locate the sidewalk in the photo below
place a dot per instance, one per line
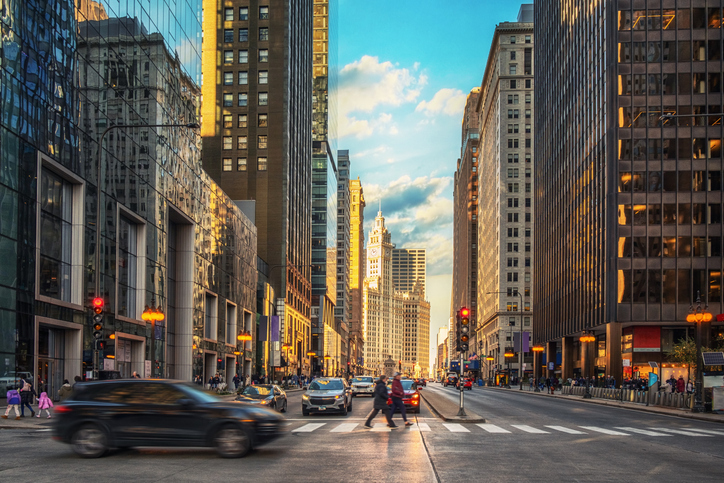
(681, 413)
(447, 410)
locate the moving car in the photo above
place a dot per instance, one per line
(155, 412)
(363, 385)
(327, 394)
(268, 395)
(411, 399)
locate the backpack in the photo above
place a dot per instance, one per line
(13, 397)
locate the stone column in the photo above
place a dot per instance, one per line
(614, 365)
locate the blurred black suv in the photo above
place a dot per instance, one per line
(135, 412)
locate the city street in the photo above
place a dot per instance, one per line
(525, 438)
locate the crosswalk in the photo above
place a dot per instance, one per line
(505, 430)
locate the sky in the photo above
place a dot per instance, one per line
(405, 69)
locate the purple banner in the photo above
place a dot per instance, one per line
(275, 328)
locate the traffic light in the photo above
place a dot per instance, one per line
(98, 305)
(464, 335)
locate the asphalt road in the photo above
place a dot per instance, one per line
(526, 438)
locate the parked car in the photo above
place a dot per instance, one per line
(327, 394)
(268, 395)
(363, 385)
(124, 413)
(411, 399)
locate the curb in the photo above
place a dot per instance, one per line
(645, 409)
(460, 419)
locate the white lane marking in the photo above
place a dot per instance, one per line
(529, 429)
(563, 429)
(456, 428)
(344, 428)
(642, 431)
(684, 433)
(308, 428)
(706, 431)
(491, 428)
(604, 431)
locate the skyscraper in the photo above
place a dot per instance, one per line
(257, 132)
(628, 205)
(409, 269)
(357, 269)
(505, 193)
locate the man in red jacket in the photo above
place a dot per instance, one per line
(397, 394)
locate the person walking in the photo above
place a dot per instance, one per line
(64, 390)
(13, 398)
(398, 392)
(44, 402)
(26, 398)
(380, 403)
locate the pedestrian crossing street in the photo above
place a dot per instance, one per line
(501, 429)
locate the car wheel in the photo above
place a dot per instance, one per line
(89, 441)
(232, 442)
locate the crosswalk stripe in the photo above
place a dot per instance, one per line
(529, 429)
(344, 428)
(381, 427)
(684, 433)
(566, 430)
(604, 431)
(491, 428)
(706, 431)
(308, 428)
(642, 431)
(456, 428)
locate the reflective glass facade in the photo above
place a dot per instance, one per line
(170, 238)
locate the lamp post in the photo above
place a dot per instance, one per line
(586, 338)
(537, 350)
(97, 254)
(698, 315)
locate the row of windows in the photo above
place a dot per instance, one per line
(669, 51)
(243, 78)
(669, 181)
(669, 246)
(643, 149)
(243, 99)
(666, 213)
(243, 56)
(669, 19)
(241, 164)
(244, 14)
(668, 286)
(244, 35)
(241, 142)
(669, 84)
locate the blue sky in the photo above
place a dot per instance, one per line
(405, 69)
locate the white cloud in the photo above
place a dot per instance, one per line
(446, 101)
(368, 84)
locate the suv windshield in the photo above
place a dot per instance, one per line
(326, 385)
(362, 379)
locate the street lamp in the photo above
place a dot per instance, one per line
(698, 315)
(537, 350)
(585, 338)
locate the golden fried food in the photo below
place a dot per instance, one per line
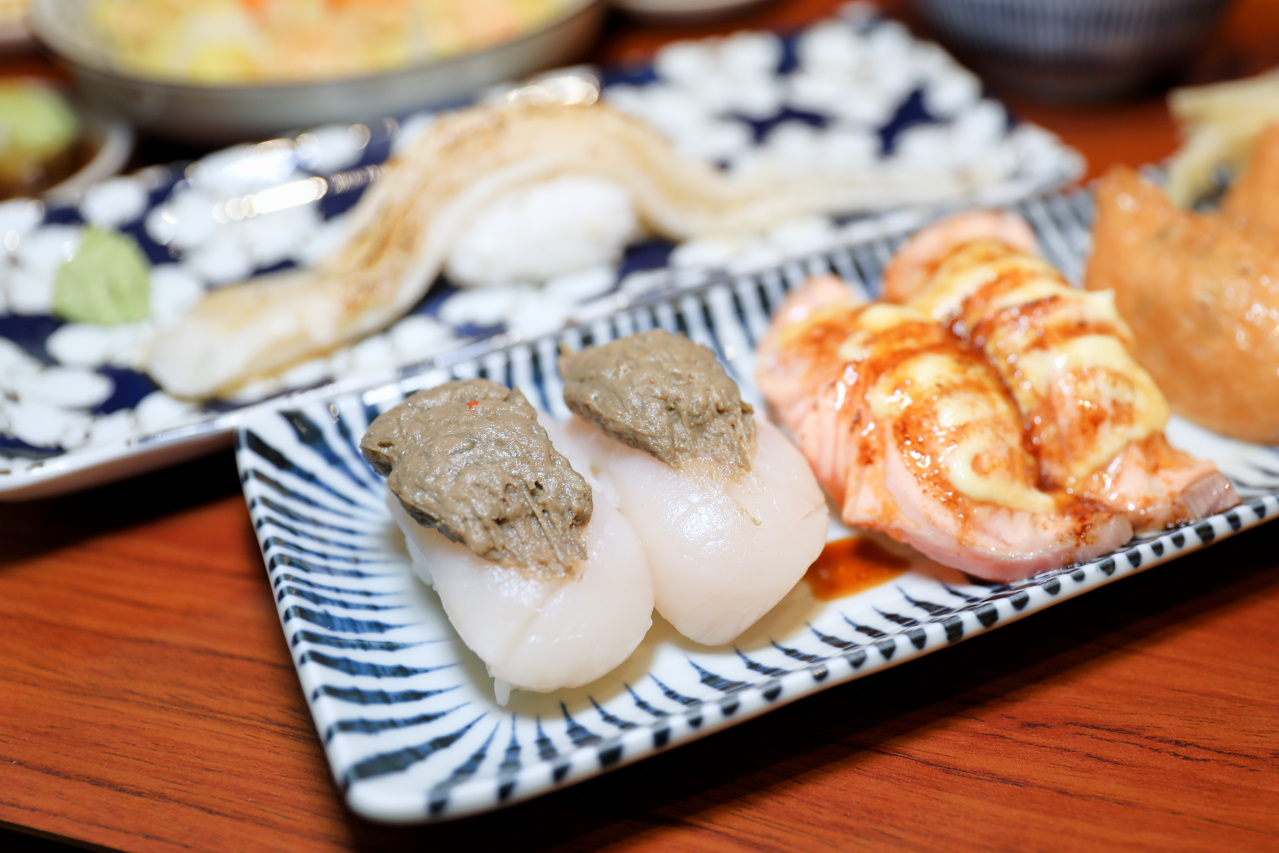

++++++

• **Exercise details**
Output every line of the items above as a Markdown table with the columns Row and Line, numbering the rows in order and skipping blank lines. Leave the pictures out.

• **Exercise response**
| Row | Line |
|---|---|
| 1 | locate the sidewalk in the photo below |
| 2 | place a dot per instance, one per line |
| 3 | (681, 413) |
| 4 | (447, 410) |
| 5 | locate the moving car in the photo above |
| 6 | place a dot per instance, one per line |
| 7 | (155, 412) |
| 8 | (363, 385) |
| 9 | (327, 394) |
| 10 | (268, 395) |
| 11 | (411, 399) |
| 12 | locate the backpack in the photo above |
| 13 | place a dot per instance, one per line |
| 14 | (13, 397) |
| 15 | locate the stone column in the photo above |
| 16 | place a dot per instance, one per line |
| 17 | (614, 365) |
| 18 | locate the blurred black suv in the photo above |
| 19 | place a dot per instance, one per line |
| 20 | (135, 412) |
| 21 | locate the city street in the photo above |
| 22 | place a dot per instance, one per line |
| 23 | (525, 438) |
| 24 | locate the crosswalk in the photo above |
| 25 | place a dot per instance, one per line |
| 26 | (505, 430) |
| 27 | locate the sky in the photo above |
| 28 | place a dot per instance, one per line |
| 29 | (405, 69) |
| 30 | locate the purple banner in the photo above |
| 31 | place a dot per instance, one per line |
| 32 | (275, 328) |
| 33 | locate the traffic light in the photo above |
| 34 | place a dot per instance, one per line |
| 35 | (98, 305) |
| 36 | (464, 335) |
| 37 | locate the asphalt road in the photo above |
| 38 | place a dot per instance, one per line |
| 39 | (526, 438) |
| 40 | locate the parked car in the photo above |
| 41 | place a dot per instance, one per line |
| 42 | (327, 394) |
| 43 | (268, 395) |
| 44 | (363, 385) |
| 45 | (124, 413) |
| 46 | (411, 399) |
| 47 | locate the curb in the photo above |
| 48 | place a dot per instance, one per line |
| 49 | (645, 409) |
| 50 | (460, 419) |
| 51 | locate the white lane marking in the photo above |
| 52 | place a dot per instance, one per line |
| 53 | (529, 429) |
| 54 | (563, 429) |
| 55 | (456, 428) |
| 56 | (344, 428) |
| 57 | (642, 431) |
| 58 | (684, 433) |
| 59 | (308, 428) |
| 60 | (706, 431) |
| 61 | (491, 428) |
| 62 | (604, 431) |
| 63 | locate the skyscraper in the photo above |
| 64 | place a dot per instance, one per line |
| 65 | (257, 132) |
| 66 | (628, 205) |
| 67 | (409, 269) |
| 68 | (357, 269) |
| 69 | (505, 193) |
| 70 | locate the man in red jacket in the photo above |
| 71 | place a dot per instance, one per line |
| 72 | (397, 394) |
| 73 | locate the person walking in the photo above |
| 74 | place a dot per instance, one per line |
| 75 | (64, 390) |
| 76 | (13, 398) |
| 77 | (398, 392) |
| 78 | (44, 402) |
| 79 | (26, 398) |
| 80 | (380, 403) |
| 81 | locate the pedestrian crossing street in the photo above |
| 82 | place a dot per instance, one per line |
| 83 | (501, 429) |
| 84 | locate the car wheel in the photo above |
| 85 | place a dot per instance, one per line |
| 86 | (89, 441) |
| 87 | (232, 442) |
| 88 | locate the crosswalk stripe in the photo above |
| 89 | place a dot per instance, one per line |
| 90 | (529, 429) |
| 91 | (344, 428) |
| 92 | (381, 427) |
| 93 | (684, 433) |
| 94 | (566, 430) |
| 95 | (604, 431) |
| 96 | (491, 428) |
| 97 | (706, 431) |
| 98 | (308, 428) |
| 99 | (642, 431) |
| 100 | (456, 428) |
| 101 | locate the reflective glass facade in the photo above |
| 102 | place a dot per instance, one per line |
| 103 | (170, 238) |
| 104 | locate the lamp post in the photo above |
| 105 | place a dot per instance, one per line |
| 106 | (586, 338) |
| 107 | (537, 350) |
| 108 | (97, 254) |
| 109 | (698, 315) |
| 110 | locate the row of windows in the photo above |
| 111 | place a dot per instance, one per line |
| 112 | (669, 51) |
| 113 | (243, 78) |
| 114 | (669, 181) |
| 115 | (669, 246) |
| 116 | (643, 149) |
| 117 | (243, 99) |
| 118 | (666, 213) |
| 119 | (243, 56) |
| 120 | (669, 19) |
| 121 | (241, 164) |
| 122 | (244, 14) |
| 123 | (668, 286) |
| 124 | (244, 35) |
| 125 | (241, 142) |
| 126 | (669, 84) |
| 127 | locate the blue sky in the photo above |
| 128 | place a dot per instance, one per line |
| 129 | (405, 69) |
| 130 | locate the white cloud in the photo above |
| 131 | place a dot per instance, one per line |
| 132 | (446, 101) |
| 133 | (368, 84) |
| 134 | locate the suv windshield in the photo above |
| 135 | place a dot per instance, one per line |
| 136 | (326, 385) |
| 137 | (362, 379) |
| 138 | locate the street lamp in the photo above |
| 139 | place a dot per instance, one per line |
| 140 | (698, 315) |
| 141 | (537, 350) |
| 142 | (585, 338) |
| 143 | locate the golden fried food in the photo below |
| 144 | place a dot per instance, one per line |